→ **Exercise**
All lines from the one with "this might be easy — spot the white background" through the last line of the data below should be copied exactly; please add nothing.

[Stored items from a collection]

-- Opening Marker --

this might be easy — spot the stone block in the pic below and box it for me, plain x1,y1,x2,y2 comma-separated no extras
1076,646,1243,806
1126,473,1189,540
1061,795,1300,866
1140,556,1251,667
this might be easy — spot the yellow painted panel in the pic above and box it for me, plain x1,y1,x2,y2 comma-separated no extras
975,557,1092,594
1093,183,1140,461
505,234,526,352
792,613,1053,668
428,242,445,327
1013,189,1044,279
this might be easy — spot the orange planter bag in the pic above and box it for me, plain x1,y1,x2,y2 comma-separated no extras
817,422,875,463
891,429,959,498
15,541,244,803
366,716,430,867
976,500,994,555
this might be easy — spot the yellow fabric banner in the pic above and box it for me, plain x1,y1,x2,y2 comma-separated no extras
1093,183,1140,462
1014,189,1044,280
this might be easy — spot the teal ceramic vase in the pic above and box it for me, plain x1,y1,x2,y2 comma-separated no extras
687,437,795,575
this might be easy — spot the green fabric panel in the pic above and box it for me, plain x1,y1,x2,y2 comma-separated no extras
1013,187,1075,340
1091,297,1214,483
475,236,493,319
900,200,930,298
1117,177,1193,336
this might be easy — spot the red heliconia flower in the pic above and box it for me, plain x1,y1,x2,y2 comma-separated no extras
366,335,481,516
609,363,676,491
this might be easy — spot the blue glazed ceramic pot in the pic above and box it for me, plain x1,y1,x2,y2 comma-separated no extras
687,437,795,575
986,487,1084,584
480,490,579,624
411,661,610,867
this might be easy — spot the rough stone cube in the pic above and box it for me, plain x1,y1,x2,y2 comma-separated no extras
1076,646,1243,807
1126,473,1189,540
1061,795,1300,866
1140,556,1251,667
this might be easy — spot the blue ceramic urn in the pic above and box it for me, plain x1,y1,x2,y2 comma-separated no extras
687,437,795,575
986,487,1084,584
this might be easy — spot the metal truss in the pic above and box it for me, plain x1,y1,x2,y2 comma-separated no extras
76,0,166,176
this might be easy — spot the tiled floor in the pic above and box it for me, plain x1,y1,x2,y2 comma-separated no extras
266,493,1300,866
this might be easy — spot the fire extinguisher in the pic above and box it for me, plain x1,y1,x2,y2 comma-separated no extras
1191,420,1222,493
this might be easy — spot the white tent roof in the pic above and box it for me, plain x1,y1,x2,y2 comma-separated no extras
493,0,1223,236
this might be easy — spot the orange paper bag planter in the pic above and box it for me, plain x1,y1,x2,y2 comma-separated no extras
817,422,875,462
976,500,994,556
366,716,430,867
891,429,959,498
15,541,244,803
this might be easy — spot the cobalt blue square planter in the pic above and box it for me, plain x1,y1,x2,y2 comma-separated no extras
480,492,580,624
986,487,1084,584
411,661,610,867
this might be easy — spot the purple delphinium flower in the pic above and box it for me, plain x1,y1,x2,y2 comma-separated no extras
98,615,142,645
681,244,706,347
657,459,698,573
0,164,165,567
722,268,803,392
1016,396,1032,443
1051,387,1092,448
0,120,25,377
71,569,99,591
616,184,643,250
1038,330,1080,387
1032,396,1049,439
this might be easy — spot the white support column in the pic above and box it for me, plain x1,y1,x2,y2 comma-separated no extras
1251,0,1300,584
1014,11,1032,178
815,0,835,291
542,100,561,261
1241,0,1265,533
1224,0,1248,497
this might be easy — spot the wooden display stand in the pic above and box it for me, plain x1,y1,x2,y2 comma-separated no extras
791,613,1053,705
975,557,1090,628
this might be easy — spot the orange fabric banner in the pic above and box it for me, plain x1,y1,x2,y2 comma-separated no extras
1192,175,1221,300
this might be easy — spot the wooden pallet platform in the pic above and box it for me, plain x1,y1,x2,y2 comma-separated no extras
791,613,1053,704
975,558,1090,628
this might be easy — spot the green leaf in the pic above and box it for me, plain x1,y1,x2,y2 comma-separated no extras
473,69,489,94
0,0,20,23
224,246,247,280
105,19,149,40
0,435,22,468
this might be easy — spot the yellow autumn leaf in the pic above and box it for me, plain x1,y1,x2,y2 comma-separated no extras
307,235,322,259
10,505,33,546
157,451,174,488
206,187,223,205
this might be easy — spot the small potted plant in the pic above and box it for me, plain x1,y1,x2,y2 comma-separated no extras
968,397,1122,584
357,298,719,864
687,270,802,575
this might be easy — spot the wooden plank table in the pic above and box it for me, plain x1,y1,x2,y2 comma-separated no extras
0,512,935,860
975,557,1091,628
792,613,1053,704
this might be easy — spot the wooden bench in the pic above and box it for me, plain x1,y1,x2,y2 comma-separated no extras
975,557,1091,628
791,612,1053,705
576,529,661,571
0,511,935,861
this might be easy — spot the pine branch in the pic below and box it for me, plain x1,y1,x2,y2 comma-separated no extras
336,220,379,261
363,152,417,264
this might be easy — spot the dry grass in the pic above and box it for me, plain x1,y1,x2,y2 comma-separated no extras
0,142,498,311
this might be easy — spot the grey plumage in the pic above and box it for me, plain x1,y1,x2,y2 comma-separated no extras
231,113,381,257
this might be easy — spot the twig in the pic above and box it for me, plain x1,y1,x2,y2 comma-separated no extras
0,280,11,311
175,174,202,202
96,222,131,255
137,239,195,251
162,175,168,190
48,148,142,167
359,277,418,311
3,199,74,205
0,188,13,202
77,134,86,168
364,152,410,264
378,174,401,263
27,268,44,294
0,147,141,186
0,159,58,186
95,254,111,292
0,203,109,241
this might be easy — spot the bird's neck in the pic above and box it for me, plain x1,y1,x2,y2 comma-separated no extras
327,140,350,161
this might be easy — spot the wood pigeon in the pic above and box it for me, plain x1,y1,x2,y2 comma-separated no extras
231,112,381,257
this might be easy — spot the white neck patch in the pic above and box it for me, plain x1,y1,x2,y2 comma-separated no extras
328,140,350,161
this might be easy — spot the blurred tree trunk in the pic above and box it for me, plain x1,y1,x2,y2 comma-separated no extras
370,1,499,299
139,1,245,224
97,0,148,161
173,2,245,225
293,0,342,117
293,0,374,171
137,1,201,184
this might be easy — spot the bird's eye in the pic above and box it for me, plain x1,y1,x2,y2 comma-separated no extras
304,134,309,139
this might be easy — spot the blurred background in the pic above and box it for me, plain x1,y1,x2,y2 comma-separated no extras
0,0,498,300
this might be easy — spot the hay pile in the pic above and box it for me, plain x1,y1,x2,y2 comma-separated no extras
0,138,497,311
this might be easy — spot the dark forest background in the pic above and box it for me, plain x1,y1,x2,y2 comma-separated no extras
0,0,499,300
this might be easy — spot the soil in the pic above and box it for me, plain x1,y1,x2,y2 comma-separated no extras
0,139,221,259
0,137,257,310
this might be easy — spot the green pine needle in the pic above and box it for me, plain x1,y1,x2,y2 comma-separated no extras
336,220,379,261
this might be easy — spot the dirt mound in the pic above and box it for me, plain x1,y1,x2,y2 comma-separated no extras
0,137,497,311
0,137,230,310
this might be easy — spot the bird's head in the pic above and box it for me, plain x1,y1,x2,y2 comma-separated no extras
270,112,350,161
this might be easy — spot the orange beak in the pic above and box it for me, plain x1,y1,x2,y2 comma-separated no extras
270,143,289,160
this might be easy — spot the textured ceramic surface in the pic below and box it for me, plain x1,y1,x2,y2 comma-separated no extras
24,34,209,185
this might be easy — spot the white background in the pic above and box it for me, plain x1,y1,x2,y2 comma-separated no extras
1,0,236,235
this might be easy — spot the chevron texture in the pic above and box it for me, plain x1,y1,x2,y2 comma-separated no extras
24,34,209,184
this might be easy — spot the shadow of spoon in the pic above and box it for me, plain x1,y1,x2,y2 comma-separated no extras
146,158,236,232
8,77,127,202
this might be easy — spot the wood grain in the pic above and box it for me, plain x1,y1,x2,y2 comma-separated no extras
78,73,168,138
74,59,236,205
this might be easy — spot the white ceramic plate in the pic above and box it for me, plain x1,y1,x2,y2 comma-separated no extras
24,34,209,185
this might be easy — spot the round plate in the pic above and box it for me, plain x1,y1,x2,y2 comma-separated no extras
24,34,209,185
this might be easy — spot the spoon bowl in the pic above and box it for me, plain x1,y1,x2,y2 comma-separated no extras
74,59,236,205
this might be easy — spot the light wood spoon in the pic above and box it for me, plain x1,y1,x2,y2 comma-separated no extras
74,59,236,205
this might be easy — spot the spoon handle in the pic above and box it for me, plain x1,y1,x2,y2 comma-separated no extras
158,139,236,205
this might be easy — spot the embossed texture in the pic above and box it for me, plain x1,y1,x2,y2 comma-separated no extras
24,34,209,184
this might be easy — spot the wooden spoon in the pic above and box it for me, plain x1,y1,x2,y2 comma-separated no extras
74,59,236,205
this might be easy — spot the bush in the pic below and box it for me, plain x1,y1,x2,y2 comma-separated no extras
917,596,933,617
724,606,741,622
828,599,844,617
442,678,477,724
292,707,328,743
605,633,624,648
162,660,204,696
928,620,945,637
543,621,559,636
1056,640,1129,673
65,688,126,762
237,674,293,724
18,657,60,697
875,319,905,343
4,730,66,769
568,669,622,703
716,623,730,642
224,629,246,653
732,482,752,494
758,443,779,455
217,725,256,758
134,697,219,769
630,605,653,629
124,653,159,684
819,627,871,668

-- Closing Marker --

→ **Response for this exercise**
this might be easy — spot the white background in the pic above and box it for me, plain x1,y1,x2,y2 comma-separated no extras
1,0,236,235
this might be easy — spot the chevron texture in the pic above and box it for me, plain x1,y1,x2,y2 comma-separated no extras
24,34,209,184
this might be easy — spot the shadow of spoon in the pic above and box it for me, plain x1,y1,x2,y2 comma-separated no extras
146,158,236,232
8,77,127,202
this might be easy — spot the wood grain in the pic above and box it for me, plain x1,y1,x2,y2 comma-separated no extras
78,73,168,138
74,59,236,205
this might be easy — spot the white ceramic plate in the pic above and box it for me, plain x1,y1,x2,y2 comma-separated no extras
24,34,209,185
this might be easy — spot the round plate in the pic above and box it for me, plain x1,y1,x2,y2 comma-separated no extras
24,34,209,185
this might be easy — spot the spoon bowl in the pic above and box it for me, plain x1,y1,x2,y2 comma-separated no extras
74,59,236,205
this might be easy — spot the light wood spoon in the pic above and box it for me, plain x1,y1,x2,y2 comma-separated no extras
74,59,236,205
this might be easy — spot the spoon handle in the pic above and box it for me, plain x1,y1,x2,y2 comma-separated no extras
158,139,236,205
this might be easy — spot the embossed texture in the pic above and box it for me, plain x1,y1,x2,y2 comma-separated no extras
24,34,209,184
this might be easy — spot the wooden spoon in the pic above and box it for me, plain x1,y1,x2,y2 comma-separated no extras
74,59,236,205
this might be easy — spot the bush in the pic below and box it for me, plain x1,y1,x2,y2 comma-separated no extras
917,596,933,617
724,606,741,622
828,599,844,617
442,678,477,724
292,707,328,743
605,633,624,648
162,660,204,696
928,620,945,637
543,621,559,636
1056,640,1129,673
65,688,126,762
237,674,293,724
18,657,60,697
875,319,905,343
4,730,66,769
568,669,622,703
716,623,730,642
224,629,246,653
732,482,752,494
758,443,779,455
217,725,256,758
134,697,219,769
630,605,653,629
124,653,159,684
819,627,871,668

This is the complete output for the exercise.